> [Given text]
_ _ _ _ _ _ _
1 Swedish Metabolomics Centre, Department of Forest Genetics and Plant Physiology, Swedish University of Agricultural Sciences, Umeå, Sweden

2 Department of Molecular Biology, Umeå University, Umeå, Sweden

3 Institute of Biochemistry, Faculty of Medicine, University of Leipzig, Leipzig, Germany

Correspondence to:

Claudia Stäubert, email:

Anders Nordström, email:

Keywords: hydroxycarboxylic acid receptors, cancer metabolism, metabolite-sensing GPCRs, GPR81, GPR109a

Received: August 28, 2014 Accepted: February 26, 2015 Published: March 14, 2015


Cancer cells exhibit characteristic changes in their metabolism with efforts being made to address them therapeutically. However, targeting metabolic enzymes as such is a major challenge due to their essentiality for normal proliferating cells. The most successful pharmaceutical targets are G protein-coupled receptors (GPCRs), with more than 40% of all currently available drugs acting through them.

We show that, a family of metabolite-sensing GPCRs, the Hydroxycarboxylic acid receptor family (HCAs), is crucial for breast cancer cells to control their metabolism and proliferation.
_ _ _ _ _ _ _
> [Stored data]
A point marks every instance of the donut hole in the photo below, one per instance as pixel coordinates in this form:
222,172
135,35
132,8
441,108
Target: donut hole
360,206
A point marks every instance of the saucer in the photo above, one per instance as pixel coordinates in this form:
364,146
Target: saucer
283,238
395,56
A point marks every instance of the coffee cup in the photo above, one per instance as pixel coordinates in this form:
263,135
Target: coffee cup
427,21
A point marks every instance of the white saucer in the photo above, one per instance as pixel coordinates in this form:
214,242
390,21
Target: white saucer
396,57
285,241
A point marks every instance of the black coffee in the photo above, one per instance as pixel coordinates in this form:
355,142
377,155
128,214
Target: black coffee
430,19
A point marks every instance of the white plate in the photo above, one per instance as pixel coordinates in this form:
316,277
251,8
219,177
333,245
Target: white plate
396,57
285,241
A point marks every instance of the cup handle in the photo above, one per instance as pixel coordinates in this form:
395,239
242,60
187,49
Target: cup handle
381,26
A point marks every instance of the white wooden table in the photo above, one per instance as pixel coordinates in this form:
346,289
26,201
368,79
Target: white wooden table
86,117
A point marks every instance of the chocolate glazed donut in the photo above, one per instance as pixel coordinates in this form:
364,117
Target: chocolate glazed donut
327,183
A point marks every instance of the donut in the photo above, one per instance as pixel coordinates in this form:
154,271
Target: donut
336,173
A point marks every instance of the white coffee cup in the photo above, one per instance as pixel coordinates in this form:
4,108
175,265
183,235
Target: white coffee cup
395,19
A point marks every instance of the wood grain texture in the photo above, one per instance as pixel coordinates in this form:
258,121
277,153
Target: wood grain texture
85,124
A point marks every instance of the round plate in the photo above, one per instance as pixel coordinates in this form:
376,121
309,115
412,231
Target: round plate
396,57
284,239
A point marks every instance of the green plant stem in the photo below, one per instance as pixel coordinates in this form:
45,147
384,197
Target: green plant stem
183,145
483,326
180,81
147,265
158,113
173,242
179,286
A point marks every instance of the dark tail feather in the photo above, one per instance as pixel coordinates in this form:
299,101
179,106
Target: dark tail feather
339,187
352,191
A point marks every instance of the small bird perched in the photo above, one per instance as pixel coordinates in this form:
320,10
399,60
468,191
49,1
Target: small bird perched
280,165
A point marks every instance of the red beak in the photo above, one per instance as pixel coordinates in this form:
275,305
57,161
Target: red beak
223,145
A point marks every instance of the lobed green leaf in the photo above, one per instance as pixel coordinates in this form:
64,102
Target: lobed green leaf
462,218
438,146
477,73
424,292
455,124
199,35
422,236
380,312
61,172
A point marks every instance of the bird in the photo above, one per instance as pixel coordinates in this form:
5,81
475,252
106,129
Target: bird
_ _ _ _ _ _ _
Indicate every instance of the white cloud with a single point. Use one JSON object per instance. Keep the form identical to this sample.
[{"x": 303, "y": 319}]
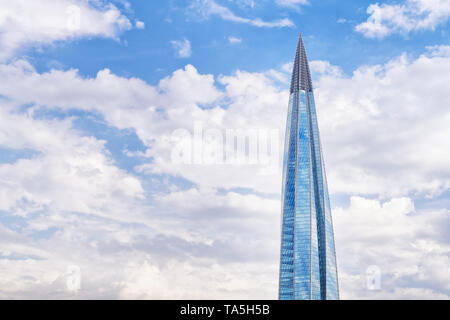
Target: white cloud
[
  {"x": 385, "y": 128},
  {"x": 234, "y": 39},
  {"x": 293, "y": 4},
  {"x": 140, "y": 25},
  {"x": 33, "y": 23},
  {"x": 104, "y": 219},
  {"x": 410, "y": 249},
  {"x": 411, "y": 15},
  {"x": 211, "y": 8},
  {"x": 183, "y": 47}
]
_ _ _ _ _ _ _
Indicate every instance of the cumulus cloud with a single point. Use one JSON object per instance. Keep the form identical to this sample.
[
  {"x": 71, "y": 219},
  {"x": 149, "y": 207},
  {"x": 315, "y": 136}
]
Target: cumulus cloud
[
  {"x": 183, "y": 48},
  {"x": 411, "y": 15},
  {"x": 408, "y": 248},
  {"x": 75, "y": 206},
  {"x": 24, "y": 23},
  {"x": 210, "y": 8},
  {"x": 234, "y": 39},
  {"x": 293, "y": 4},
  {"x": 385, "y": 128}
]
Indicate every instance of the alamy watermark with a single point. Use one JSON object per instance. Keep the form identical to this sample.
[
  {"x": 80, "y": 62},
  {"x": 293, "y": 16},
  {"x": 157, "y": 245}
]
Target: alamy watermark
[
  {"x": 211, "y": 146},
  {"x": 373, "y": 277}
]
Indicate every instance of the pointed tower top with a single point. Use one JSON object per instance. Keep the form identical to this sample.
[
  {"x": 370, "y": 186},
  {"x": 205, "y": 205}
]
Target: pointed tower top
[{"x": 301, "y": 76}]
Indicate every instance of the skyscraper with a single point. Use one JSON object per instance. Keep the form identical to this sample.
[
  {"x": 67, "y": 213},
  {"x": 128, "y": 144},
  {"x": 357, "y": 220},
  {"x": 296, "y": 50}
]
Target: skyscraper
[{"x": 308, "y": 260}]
_ _ _ _ _ _ _
> [Tasks and exercises]
A – According to the text on hydroxycarboxylic acid receptors in breast cancer, why is it a major challenge to target metabolic enzymes in cancer therapy?
B – Resume the text on hydroxycarboxylic acid receptors in breast cancer, starting right after its final sentence.

> [Responses to the exercise]
A – Targeting metabolic enzymes is a major challenge because normal proliferating cells also depend on those enzymes.

B –
We found HCA1 and HCA3 mRNA expression were significantly increased in breast cancer patient samples and detectable in primary human breast cancer patient cells. Furthermore, siRNA mediated knock-down of HCA3 induced considerable breast cancer cell death as did knock-down of HCA1, although to a lesser extent. Liquid Chromatography Mass Spectrometry based analyses of breast cancer cell medium revealed a role for HCA3 in controlling intracellular lipid/fatty acid metabolism. The presence of etomoxir or perhexiline, both inhibitors of fatty acid β-oxidation rescues breast cancer cells with knocked-down HCA3 from cell death.

Our data encourages the development of drugs acting on cancer-specific metabolite-sensing GPCRs as novel anti-proliferative agents for cancer therapy.